Saved data entries
========

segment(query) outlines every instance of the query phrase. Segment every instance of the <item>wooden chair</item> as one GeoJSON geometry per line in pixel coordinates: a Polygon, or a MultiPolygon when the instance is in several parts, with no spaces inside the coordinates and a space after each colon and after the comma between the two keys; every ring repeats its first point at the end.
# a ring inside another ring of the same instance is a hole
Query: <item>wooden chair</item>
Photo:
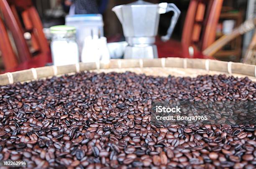
{"type": "Polygon", "coordinates": [[[5,27],[0,18],[0,50],[5,69],[10,69],[18,66],[17,59],[11,45],[5,27]]]}
{"type": "Polygon", "coordinates": [[[212,44],[204,50],[203,54],[207,56],[212,56],[229,42],[238,36],[252,30],[255,28],[256,26],[256,18],[246,21],[240,26],[234,29],[231,33],[223,35],[214,42],[212,44]]]}
{"type": "MultiPolygon", "coordinates": [[[[33,6],[31,0],[1,0],[0,9],[5,24],[14,40],[18,53],[18,59],[16,62],[19,61],[18,63],[27,62],[34,55],[41,55],[41,58],[44,60],[41,61],[42,63],[44,64],[49,60],[50,48],[43,32],[43,26],[38,13],[33,6]],[[21,21],[19,19],[19,13],[22,17],[21,21]],[[22,26],[22,22],[24,27],[22,26]],[[25,32],[31,34],[31,44],[33,49],[32,53],[31,53],[24,38],[25,32]],[[44,57],[42,57],[42,55],[44,57]]],[[[5,58],[4,60],[8,60],[9,57],[5,53],[3,55],[5,58]]],[[[7,69],[10,67],[6,66],[5,67],[7,69]]]]}
{"type": "Polygon", "coordinates": [[[215,40],[223,0],[191,0],[187,13],[182,44],[202,51],[215,40]]]}
{"type": "Polygon", "coordinates": [[[256,65],[256,29],[254,35],[249,45],[246,53],[243,60],[243,62],[248,64],[256,65]]]}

========

> Requirements
Render every line of the entries above as a Markdown table with the columns "Row" and "Line", numbering the rows and skipping blank lines. Leave the pictures out of the table.

> Answer to this exercise
| Row | Line |
|---|---|
| 1 | segment(query) outlines every instance of the query phrase. Segment every instance of the <item>wooden chair</item> as one GeoJSON geometry per line in pixel coordinates: a Polygon, or a MultiPolygon when the instance is in several parts, with no spaces inside the coordinates and a space after each colon and after the comma between the two keys; every ring repeats its first point at the end. |
| 2 | # a ring inside another ring of the same instance is a hole |
| 3 | Query: <item>wooden chair</item> |
| 4 | Photo: |
| 5 | {"type": "Polygon", "coordinates": [[[5,27],[0,18],[0,50],[5,69],[10,69],[18,66],[17,59],[11,45],[5,27]]]} |
| 6 | {"type": "Polygon", "coordinates": [[[212,44],[204,50],[203,54],[207,56],[212,56],[229,42],[238,36],[252,30],[255,28],[256,26],[256,18],[246,21],[240,26],[234,29],[231,33],[223,35],[214,42],[212,44]]]} |
| 7 | {"type": "MultiPolygon", "coordinates": [[[[33,6],[31,0],[1,0],[0,9],[5,24],[14,40],[18,53],[18,59],[16,62],[19,61],[18,63],[27,62],[34,55],[41,55],[41,58],[44,60],[41,61],[42,63],[44,64],[49,60],[50,48],[43,32],[43,26],[38,13],[33,6]],[[21,21],[19,19],[19,13],[22,17],[21,21]],[[22,26],[22,22],[24,27],[22,26]],[[25,32],[31,34],[31,44],[33,49],[32,53],[31,53],[24,38],[25,32]],[[44,57],[42,57],[42,55],[44,57]]],[[[5,58],[4,60],[8,60],[9,57],[5,53],[3,55],[5,58]]],[[[7,69],[10,67],[6,66],[5,67],[7,69]]]]} |
| 8 | {"type": "Polygon", "coordinates": [[[215,40],[223,0],[191,0],[187,13],[182,44],[202,51],[215,40]]]} |
| 9 | {"type": "Polygon", "coordinates": [[[256,65],[256,29],[254,35],[249,45],[246,53],[243,60],[243,62],[248,64],[256,65]]]} |